AIM:
Which lines in the items below contain the word "plant"? Report each such line, copied in full.

-------- EXERCISE DATA

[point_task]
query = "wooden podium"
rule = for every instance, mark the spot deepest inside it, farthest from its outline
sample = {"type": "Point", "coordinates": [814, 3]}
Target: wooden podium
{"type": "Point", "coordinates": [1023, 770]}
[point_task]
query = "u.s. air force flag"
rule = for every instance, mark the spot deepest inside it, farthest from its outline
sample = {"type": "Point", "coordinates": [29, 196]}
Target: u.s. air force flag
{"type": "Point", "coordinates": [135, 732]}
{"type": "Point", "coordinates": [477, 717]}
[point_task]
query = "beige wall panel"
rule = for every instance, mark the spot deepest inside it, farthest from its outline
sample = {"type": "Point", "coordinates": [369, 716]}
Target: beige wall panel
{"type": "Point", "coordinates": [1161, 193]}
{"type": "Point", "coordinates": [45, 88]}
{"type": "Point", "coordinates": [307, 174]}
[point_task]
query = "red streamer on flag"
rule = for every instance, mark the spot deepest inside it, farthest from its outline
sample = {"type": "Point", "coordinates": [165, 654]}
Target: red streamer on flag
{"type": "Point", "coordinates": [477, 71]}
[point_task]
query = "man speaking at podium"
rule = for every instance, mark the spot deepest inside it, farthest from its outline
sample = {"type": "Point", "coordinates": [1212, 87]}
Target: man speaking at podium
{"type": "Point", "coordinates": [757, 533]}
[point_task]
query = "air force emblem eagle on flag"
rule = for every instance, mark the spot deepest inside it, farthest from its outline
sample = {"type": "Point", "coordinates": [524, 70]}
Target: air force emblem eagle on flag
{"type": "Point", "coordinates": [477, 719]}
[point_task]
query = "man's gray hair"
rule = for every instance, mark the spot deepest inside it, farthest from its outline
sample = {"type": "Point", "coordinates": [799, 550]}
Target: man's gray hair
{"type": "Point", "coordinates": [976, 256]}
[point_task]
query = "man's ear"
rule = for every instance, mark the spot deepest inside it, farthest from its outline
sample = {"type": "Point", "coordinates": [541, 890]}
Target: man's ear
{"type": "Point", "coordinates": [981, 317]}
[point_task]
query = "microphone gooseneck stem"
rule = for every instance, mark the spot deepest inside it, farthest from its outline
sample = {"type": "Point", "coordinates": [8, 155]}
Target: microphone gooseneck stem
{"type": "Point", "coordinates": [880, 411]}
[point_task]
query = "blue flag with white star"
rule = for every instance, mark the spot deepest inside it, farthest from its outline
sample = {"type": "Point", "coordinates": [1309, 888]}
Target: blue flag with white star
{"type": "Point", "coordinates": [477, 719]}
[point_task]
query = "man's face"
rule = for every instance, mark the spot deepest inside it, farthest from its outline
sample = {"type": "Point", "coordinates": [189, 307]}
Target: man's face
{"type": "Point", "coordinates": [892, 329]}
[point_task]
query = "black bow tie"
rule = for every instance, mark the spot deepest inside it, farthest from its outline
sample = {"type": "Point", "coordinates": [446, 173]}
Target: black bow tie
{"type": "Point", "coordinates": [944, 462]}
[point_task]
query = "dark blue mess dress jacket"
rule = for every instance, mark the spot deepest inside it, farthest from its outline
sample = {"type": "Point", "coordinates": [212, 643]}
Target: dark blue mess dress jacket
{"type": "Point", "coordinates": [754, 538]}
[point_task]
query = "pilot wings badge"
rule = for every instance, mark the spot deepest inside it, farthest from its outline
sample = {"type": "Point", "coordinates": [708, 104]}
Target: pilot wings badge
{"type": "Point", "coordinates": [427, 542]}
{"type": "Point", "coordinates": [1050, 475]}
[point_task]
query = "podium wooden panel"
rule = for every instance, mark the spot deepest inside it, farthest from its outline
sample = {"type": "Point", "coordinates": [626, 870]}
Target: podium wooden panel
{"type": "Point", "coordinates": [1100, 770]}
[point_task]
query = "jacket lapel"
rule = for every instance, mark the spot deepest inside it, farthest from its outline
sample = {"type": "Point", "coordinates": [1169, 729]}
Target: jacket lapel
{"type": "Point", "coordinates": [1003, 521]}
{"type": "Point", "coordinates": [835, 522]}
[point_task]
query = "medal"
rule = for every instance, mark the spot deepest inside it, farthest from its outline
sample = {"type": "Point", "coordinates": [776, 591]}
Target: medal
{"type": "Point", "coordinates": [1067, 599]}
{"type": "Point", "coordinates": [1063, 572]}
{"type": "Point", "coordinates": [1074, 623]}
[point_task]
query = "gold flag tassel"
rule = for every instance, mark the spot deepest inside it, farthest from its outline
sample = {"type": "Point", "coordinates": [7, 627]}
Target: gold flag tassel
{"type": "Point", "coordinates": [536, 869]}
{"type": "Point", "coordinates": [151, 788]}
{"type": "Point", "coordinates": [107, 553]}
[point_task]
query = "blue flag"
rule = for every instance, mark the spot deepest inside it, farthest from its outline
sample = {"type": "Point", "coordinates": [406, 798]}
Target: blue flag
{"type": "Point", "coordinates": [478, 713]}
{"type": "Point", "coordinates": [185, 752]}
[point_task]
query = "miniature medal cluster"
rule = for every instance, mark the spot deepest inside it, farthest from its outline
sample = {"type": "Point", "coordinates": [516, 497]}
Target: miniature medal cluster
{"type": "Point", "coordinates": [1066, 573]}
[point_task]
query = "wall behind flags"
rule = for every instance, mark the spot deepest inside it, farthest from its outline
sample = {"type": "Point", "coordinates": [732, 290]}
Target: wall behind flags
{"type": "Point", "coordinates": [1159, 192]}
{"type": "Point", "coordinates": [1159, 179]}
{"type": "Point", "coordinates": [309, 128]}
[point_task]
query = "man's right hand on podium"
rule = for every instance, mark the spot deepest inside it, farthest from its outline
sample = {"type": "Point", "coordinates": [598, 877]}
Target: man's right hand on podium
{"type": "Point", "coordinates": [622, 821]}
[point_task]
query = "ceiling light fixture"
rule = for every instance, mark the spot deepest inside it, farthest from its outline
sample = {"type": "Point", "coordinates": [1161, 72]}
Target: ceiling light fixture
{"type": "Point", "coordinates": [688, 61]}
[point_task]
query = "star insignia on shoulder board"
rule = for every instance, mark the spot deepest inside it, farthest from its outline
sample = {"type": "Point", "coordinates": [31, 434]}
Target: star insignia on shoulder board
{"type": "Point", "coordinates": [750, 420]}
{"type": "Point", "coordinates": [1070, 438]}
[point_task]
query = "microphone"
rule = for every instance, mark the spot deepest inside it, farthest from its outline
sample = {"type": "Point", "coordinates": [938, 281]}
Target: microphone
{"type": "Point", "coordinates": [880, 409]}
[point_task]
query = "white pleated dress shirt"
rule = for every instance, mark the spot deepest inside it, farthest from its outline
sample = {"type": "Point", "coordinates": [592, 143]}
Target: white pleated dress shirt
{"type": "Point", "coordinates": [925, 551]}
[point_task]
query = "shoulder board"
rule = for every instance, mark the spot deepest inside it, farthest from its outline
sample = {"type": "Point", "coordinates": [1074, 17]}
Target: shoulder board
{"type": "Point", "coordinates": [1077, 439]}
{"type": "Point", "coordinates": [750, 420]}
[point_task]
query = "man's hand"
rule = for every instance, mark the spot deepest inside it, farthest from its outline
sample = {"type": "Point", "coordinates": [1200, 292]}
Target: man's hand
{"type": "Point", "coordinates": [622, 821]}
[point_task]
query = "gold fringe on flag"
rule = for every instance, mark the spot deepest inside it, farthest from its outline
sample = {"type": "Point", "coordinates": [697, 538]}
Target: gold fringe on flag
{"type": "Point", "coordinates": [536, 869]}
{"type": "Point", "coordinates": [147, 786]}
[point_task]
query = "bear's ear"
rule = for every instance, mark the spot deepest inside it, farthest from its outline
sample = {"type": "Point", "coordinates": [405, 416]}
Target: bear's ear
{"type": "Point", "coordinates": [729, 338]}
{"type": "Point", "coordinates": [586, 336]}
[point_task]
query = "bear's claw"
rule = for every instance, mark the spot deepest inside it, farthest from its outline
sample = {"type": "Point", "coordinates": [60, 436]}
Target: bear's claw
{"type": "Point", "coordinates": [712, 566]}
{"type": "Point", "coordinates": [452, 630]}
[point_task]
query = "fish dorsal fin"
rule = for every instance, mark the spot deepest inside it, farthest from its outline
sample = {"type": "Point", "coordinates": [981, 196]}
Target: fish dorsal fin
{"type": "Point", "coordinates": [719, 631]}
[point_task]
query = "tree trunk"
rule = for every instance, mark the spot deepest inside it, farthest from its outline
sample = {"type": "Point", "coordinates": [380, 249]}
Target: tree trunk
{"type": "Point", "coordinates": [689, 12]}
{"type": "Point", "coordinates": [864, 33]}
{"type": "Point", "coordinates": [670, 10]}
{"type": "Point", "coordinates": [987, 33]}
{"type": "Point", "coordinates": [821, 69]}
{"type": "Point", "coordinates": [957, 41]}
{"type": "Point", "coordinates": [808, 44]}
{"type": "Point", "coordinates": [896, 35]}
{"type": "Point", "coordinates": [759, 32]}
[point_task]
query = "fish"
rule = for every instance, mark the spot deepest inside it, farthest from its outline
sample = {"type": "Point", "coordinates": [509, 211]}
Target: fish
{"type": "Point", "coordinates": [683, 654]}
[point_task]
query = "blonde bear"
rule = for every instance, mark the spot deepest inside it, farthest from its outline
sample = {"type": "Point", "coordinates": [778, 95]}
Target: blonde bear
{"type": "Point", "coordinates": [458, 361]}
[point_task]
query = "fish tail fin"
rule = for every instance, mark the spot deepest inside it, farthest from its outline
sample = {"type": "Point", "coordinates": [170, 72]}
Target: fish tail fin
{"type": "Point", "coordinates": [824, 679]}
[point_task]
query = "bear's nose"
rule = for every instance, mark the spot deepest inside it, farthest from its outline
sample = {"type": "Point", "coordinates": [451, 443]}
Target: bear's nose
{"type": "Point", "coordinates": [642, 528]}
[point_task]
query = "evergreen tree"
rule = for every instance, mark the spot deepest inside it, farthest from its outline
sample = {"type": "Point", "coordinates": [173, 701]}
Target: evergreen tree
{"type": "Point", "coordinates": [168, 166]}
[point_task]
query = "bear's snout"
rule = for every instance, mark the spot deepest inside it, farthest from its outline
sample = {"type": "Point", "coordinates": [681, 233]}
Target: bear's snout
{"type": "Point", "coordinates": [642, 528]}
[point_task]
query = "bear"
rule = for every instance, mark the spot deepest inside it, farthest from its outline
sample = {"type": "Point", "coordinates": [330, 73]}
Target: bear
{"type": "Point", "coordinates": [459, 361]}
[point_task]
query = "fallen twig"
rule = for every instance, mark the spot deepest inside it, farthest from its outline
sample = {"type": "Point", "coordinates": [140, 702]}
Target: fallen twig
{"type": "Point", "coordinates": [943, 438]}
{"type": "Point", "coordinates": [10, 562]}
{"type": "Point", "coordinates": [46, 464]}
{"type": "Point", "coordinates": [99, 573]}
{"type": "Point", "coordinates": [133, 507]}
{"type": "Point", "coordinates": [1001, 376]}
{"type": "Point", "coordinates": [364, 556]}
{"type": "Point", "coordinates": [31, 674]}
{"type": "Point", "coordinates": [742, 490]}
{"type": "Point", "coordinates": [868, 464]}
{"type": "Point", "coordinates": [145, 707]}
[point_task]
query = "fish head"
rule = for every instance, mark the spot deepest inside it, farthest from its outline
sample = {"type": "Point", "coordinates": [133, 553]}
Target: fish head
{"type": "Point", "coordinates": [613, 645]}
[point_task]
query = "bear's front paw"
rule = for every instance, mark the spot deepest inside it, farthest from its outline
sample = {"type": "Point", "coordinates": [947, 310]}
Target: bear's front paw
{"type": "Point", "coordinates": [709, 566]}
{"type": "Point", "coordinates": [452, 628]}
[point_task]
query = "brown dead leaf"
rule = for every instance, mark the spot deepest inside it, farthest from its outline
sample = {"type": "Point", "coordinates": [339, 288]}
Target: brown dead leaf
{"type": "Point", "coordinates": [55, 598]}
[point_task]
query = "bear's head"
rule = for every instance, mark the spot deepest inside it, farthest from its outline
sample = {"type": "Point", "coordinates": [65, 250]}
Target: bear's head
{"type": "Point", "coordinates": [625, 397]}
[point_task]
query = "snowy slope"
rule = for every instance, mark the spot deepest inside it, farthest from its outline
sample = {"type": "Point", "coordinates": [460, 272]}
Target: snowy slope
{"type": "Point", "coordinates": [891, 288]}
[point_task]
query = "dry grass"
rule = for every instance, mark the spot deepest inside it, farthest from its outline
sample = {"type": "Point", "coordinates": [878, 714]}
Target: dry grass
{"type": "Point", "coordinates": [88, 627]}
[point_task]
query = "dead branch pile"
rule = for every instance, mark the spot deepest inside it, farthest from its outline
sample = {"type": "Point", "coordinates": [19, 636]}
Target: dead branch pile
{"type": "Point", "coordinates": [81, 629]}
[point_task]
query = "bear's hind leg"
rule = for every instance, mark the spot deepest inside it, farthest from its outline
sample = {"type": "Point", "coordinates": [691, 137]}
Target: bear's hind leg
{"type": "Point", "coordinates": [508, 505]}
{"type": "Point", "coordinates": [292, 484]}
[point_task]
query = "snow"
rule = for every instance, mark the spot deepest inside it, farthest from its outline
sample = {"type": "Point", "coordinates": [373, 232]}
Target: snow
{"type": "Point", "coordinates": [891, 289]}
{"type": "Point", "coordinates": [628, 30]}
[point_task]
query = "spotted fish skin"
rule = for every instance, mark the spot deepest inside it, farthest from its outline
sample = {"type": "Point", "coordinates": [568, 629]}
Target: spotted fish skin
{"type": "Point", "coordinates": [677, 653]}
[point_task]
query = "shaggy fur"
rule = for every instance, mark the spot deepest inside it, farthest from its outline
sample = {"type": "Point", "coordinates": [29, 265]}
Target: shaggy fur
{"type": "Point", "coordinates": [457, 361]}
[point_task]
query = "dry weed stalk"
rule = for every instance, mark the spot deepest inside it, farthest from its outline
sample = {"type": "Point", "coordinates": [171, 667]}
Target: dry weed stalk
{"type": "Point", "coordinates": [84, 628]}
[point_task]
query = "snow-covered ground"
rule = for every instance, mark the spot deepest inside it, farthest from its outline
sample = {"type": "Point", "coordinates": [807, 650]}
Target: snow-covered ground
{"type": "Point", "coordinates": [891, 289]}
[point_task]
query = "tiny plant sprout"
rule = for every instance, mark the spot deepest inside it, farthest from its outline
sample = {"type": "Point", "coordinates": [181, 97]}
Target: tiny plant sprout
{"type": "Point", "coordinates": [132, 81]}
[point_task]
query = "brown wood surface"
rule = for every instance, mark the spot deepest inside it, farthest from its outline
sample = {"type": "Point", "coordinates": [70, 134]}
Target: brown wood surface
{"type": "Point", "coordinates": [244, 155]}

----------------

CORRECT ANSWER:
query = "tiny plant sprout"
Target: tiny plant sprout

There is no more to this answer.